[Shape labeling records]
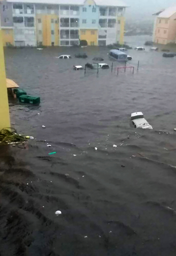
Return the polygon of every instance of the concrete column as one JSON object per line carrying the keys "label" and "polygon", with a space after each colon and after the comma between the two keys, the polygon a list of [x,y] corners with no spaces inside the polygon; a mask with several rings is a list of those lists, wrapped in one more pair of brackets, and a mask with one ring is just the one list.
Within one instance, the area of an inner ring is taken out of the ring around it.
{"label": "concrete column", "polygon": [[10,126],[2,33],[0,26],[0,130]]}

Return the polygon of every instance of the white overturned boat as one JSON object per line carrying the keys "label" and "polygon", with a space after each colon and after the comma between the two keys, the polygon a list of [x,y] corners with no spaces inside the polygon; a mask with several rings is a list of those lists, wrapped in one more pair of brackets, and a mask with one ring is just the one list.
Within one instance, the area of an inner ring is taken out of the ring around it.
{"label": "white overturned boat", "polygon": [[142,112],[135,112],[131,115],[132,124],[135,128],[142,128],[142,129],[153,129],[152,126],[149,124],[144,118]]}

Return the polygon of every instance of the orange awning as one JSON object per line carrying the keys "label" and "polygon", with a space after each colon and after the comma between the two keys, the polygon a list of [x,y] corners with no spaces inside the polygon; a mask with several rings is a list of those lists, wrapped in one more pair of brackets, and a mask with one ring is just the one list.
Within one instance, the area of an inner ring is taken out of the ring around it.
{"label": "orange awning", "polygon": [[6,84],[7,88],[18,88],[19,86],[15,83],[13,80],[11,79],[6,78]]}

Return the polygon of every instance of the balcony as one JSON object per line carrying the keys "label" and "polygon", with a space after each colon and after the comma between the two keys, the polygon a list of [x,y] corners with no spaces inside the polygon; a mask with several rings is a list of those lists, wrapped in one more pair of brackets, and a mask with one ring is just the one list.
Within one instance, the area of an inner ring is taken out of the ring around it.
{"label": "balcony", "polygon": [[108,23],[108,27],[115,27],[116,23],[115,19],[109,19]]}
{"label": "balcony", "polygon": [[100,19],[99,25],[101,27],[107,27],[107,20],[106,19]]}
{"label": "balcony", "polygon": [[60,15],[69,16],[69,7],[61,6],[60,7]]}
{"label": "balcony", "polygon": [[33,14],[34,13],[34,5],[24,4],[24,13],[27,14]]}
{"label": "balcony", "polygon": [[24,25],[25,27],[34,26],[34,19],[33,17],[24,17]]}
{"label": "balcony", "polygon": [[70,37],[70,34],[69,30],[61,29],[60,38],[61,39],[69,39]]}
{"label": "balcony", "polygon": [[108,16],[108,8],[107,7],[100,7],[99,10],[100,16]]}
{"label": "balcony", "polygon": [[78,30],[70,30],[70,39],[79,39],[79,32]]}
{"label": "balcony", "polygon": [[70,15],[78,16],[80,15],[80,8],[79,6],[70,6]]}
{"label": "balcony", "polygon": [[109,7],[109,16],[117,16],[117,8],[115,7]]}
{"label": "balcony", "polygon": [[79,27],[80,26],[79,19],[70,19],[70,27]]}
{"label": "balcony", "polygon": [[24,26],[23,17],[13,17],[13,21],[15,27],[22,27]]}
{"label": "balcony", "polygon": [[69,27],[70,26],[69,21],[68,18],[61,18],[60,19],[60,26],[61,27]]}
{"label": "balcony", "polygon": [[13,4],[13,13],[14,14],[23,14],[22,5]]}

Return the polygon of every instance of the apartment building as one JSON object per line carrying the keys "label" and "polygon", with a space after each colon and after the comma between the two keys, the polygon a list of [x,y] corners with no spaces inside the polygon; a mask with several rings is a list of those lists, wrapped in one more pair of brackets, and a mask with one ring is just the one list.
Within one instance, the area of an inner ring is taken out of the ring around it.
{"label": "apartment building", "polygon": [[163,9],[153,15],[156,16],[154,23],[153,41],[166,44],[176,40],[176,6]]}
{"label": "apartment building", "polygon": [[120,0],[0,1],[4,45],[123,43],[127,7]]}

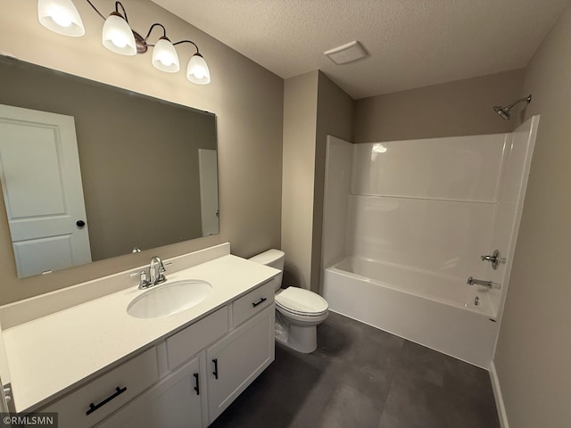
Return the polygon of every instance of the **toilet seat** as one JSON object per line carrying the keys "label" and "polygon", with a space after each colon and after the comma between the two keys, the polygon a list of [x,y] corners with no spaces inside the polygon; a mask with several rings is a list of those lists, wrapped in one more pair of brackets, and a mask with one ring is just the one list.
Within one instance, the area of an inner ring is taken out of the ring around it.
{"label": "toilet seat", "polygon": [[288,287],[276,294],[276,306],[293,315],[321,317],[328,310],[327,301],[319,294],[298,287]]}

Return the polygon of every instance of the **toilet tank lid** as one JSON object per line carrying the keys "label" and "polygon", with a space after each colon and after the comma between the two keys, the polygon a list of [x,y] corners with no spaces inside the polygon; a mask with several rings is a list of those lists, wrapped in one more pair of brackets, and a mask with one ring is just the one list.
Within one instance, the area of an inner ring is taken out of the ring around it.
{"label": "toilet tank lid", "polygon": [[250,258],[250,260],[262,265],[269,265],[283,258],[285,255],[286,253],[284,251],[272,249]]}

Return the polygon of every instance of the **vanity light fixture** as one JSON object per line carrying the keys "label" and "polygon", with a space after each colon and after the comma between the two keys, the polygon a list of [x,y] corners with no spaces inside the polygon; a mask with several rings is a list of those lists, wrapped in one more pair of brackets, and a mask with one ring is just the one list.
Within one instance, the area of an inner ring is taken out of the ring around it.
{"label": "vanity light fixture", "polygon": [[37,18],[48,29],[78,37],[86,34],[79,12],[71,0],[39,0]]}
{"label": "vanity light fixture", "polygon": [[[136,55],[145,54],[151,46],[153,47],[153,65],[161,71],[176,73],[180,70],[180,63],[175,46],[189,43],[194,46],[196,53],[188,62],[186,78],[197,85],[207,85],[211,82],[208,65],[194,42],[181,40],[171,43],[167,37],[167,29],[159,22],[151,25],[146,36],[143,37],[129,26],[127,11],[121,2],[115,2],[115,11],[105,17],[90,0],[86,1],[105,21],[102,32],[102,42],[110,51],[121,55]],[[72,37],[85,34],[81,17],[71,0],[38,0],[37,15],[44,27],[56,33]],[[154,45],[152,45],[147,41],[155,27],[162,29],[162,36]]]}

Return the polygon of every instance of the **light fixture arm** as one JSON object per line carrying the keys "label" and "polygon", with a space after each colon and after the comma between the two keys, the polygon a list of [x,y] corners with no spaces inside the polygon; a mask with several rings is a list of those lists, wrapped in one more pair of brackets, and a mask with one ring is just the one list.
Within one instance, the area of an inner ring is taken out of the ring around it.
{"label": "light fixture arm", "polygon": [[508,107],[505,107],[505,110],[511,110],[511,108],[516,105],[518,103],[521,103],[522,101],[526,101],[527,103],[529,104],[532,102],[532,95],[529,96],[525,96],[525,98],[520,98],[518,100],[514,101],[511,104],[509,104]]}
{"label": "light fixture arm", "polygon": [[[146,33],[146,36],[143,40],[146,42],[146,40],[149,38],[149,36],[151,36],[151,32],[153,32],[153,29],[154,29],[155,27],[161,27],[162,29],[162,37],[168,40],[167,29],[165,29],[164,25],[161,24],[160,22],[155,22],[151,26],[151,28],[149,29],[149,31]],[[149,46],[153,46],[153,45],[149,45]]]}
{"label": "light fixture arm", "polygon": [[[99,16],[101,16],[102,20],[105,21],[107,19],[105,15],[103,15],[101,12],[99,12],[99,10],[95,7],[95,5],[93,3],[91,3],[91,0],[86,0],[86,2],[87,2],[89,5],[93,7],[93,10],[95,11]],[[125,21],[128,24],[128,18],[127,18],[127,11],[125,10],[123,4],[121,4],[121,2],[115,2],[115,12],[120,14],[120,12],[119,12],[119,6],[121,6],[121,11],[123,11],[123,14],[121,16],[125,19]]]}
{"label": "light fixture arm", "polygon": [[121,2],[115,2],[115,12],[119,13],[119,6],[121,6],[121,10],[123,11],[123,16],[125,17],[125,21],[128,24],[128,18],[127,18],[127,11],[123,7]]}
{"label": "light fixture arm", "polygon": [[[90,5],[91,7],[93,7],[93,10],[94,10],[94,11],[95,11],[99,16],[101,16],[101,19],[102,19],[102,20],[103,20],[103,21],[105,21],[105,20],[106,20],[105,16],[104,16],[101,12],[99,12],[99,11],[97,10],[97,8],[95,6],[95,4],[94,4],[93,3],[91,3],[91,1],[90,1],[90,0],[86,0],[86,2],[87,2],[87,3],[89,4],[89,5]],[[121,6],[122,6],[122,4],[121,4]],[[117,6],[115,6],[115,9],[117,9]]]}

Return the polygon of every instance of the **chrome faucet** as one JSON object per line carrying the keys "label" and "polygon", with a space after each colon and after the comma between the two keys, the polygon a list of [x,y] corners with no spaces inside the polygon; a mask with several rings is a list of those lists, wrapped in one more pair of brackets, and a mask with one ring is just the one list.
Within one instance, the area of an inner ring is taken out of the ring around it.
{"label": "chrome faucet", "polygon": [[492,284],[492,281],[482,281],[481,279],[476,279],[473,278],[472,276],[470,276],[469,278],[468,278],[468,281],[466,282],[466,284],[468,284],[468,285],[484,285],[484,287],[488,287],[488,288],[492,288],[493,286],[493,284]]}
{"label": "chrome faucet", "polygon": [[153,256],[151,258],[151,263],[149,264],[149,285],[156,285],[157,284],[164,283],[167,277],[164,276],[165,272],[164,263],[159,256]]}

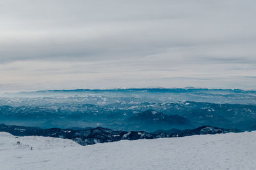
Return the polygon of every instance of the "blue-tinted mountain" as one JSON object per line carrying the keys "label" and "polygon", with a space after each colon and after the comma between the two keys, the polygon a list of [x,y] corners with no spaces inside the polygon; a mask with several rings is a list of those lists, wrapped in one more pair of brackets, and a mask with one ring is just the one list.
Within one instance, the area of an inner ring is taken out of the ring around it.
{"label": "blue-tinted mountain", "polygon": [[154,110],[147,110],[136,114],[125,122],[129,123],[129,126],[132,129],[147,131],[170,127],[182,129],[195,127],[192,122],[184,117],[177,115],[167,115]]}
{"label": "blue-tinted mountain", "polygon": [[140,139],[156,139],[159,138],[174,138],[192,135],[240,132],[237,129],[225,129],[210,126],[203,126],[191,130],[184,130],[179,133],[151,134],[145,131],[113,131],[110,129],[97,127],[84,130],[62,129],[52,128],[41,129],[37,127],[6,125],[0,124],[0,131],[7,132],[18,136],[42,136],[72,139],[82,145],[98,143],[113,142],[120,140],[136,140]]}

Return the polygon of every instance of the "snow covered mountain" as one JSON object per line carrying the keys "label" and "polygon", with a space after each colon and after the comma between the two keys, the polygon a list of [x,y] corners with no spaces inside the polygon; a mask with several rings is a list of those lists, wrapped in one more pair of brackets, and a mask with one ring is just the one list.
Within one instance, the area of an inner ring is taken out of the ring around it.
{"label": "snow covered mountain", "polygon": [[255,141],[253,131],[80,146],[0,132],[0,169],[255,169]]}

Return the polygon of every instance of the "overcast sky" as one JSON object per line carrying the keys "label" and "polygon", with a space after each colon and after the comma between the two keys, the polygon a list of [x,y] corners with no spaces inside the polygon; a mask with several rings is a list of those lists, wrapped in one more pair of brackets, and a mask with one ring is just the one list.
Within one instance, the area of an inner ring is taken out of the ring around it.
{"label": "overcast sky", "polygon": [[256,89],[255,0],[0,0],[0,89]]}

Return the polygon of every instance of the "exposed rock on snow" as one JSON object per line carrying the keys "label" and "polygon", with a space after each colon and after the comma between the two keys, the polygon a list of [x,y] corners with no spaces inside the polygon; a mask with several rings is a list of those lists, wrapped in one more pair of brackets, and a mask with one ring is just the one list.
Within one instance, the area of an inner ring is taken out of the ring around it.
{"label": "exposed rock on snow", "polygon": [[1,169],[6,170],[255,169],[256,132],[90,146],[50,137],[16,138],[0,132],[0,153]]}

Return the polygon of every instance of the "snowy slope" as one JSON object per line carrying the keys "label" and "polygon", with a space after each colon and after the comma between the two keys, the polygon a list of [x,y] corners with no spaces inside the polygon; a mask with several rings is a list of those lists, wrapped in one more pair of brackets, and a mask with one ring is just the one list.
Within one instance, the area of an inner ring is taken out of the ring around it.
{"label": "snowy slope", "polygon": [[0,132],[0,169],[255,169],[255,157],[256,131],[85,146]]}

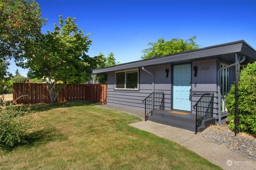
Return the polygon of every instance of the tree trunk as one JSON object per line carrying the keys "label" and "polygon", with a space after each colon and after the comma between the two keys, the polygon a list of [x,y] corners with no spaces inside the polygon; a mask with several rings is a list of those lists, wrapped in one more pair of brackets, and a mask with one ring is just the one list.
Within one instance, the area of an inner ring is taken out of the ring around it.
{"label": "tree trunk", "polygon": [[55,83],[48,84],[49,86],[50,102],[51,104],[56,102],[56,99],[59,92],[59,90],[56,89],[55,85]]}

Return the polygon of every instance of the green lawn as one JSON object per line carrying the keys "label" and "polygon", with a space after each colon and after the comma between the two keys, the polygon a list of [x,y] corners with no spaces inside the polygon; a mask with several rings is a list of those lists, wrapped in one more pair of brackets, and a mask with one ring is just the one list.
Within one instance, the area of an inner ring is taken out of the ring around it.
{"label": "green lawn", "polygon": [[0,158],[0,169],[220,169],[186,148],[129,126],[134,116],[87,103],[37,105],[29,142]]}

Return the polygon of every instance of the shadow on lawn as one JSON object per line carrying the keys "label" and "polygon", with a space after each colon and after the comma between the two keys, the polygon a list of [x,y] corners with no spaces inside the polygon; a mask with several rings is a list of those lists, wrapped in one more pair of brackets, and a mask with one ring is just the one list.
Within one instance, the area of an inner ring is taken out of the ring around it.
{"label": "shadow on lawn", "polygon": [[61,132],[55,128],[48,128],[29,132],[21,138],[21,142],[17,143],[11,148],[5,148],[4,151],[11,151],[19,147],[33,147],[37,145],[45,144],[53,141],[63,141],[67,140],[66,137]]}
{"label": "shadow on lawn", "polygon": [[30,110],[34,112],[47,111],[56,108],[70,107],[74,106],[94,106],[98,104],[85,101],[75,101],[56,103],[53,104],[43,104],[31,105]]}

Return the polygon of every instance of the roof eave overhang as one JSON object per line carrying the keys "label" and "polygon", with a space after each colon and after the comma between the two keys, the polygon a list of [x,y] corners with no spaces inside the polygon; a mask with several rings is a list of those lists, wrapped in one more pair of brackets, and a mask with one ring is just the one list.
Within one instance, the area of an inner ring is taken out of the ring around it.
{"label": "roof eave overhang", "polygon": [[[243,48],[242,50],[242,47]],[[105,73],[108,72],[115,71],[138,68],[142,66],[149,66],[156,65],[180,62],[182,61],[203,59],[220,55],[242,52],[244,54],[252,56],[256,56],[256,53],[252,48],[244,41],[237,41],[236,43],[227,44],[223,45],[215,46],[199,49],[198,50],[182,53],[167,56],[154,58],[151,60],[141,60],[117,65],[114,66],[96,69],[93,71],[93,74]],[[255,58],[256,60],[256,58]]]}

— Task objective —
Starting with the line that contains "Return the polygon of every instance of the shadow", output every line through the end of the listing above, unchanged.

— Response to the task —
Return the polygon of every instance of the shadow on lawn as one JSON object per line carrying the keys "label" and "polygon", with a space after each colon and after the comma between the two keys, the polygon a list of [x,y] corners with no spaces inside the polygon; a mask with several rings is a list of those lists, wrapped in one more pair of brackets, and a mask with one ring is just the one list.
Within one instance, the area of an inner ring is taken out of the ring around it.
{"label": "shadow on lawn", "polygon": [[61,132],[55,128],[48,128],[29,132],[21,138],[21,142],[17,143],[11,148],[5,148],[4,151],[11,151],[19,147],[33,147],[37,145],[45,144],[53,141],[63,141],[67,140],[66,137]]}
{"label": "shadow on lawn", "polygon": [[30,110],[34,112],[47,111],[56,108],[70,107],[74,106],[94,106],[98,104],[85,101],[75,101],[56,103],[53,104],[43,104],[31,105]]}

Return the polygon of every instance of the roof eave overhang as one JSON object per line carrying the keys "label" and "polygon", with a space after each colon and after the comma between the two keys, the polygon a list of [x,y] corners with no spaces inside the polygon; a mask with several rings is a list of those lists, wrapped in one more pair of brackets, and a mask with one ring is just the one list.
Within one instance, the area of an inner ring is taken out of the ring around it.
{"label": "roof eave overhang", "polygon": [[[243,48],[242,50],[242,47]],[[105,73],[108,72],[115,71],[138,68],[142,66],[149,66],[156,65],[180,62],[182,61],[203,59],[220,55],[242,52],[244,54],[252,56],[256,56],[256,53],[252,48],[244,41],[237,41],[236,43],[227,44],[223,45],[215,46],[199,49],[198,50],[182,53],[167,56],[154,58],[151,60],[141,60],[117,65],[114,66],[96,69],[93,71],[93,74]],[[255,58],[256,60],[256,58]]]}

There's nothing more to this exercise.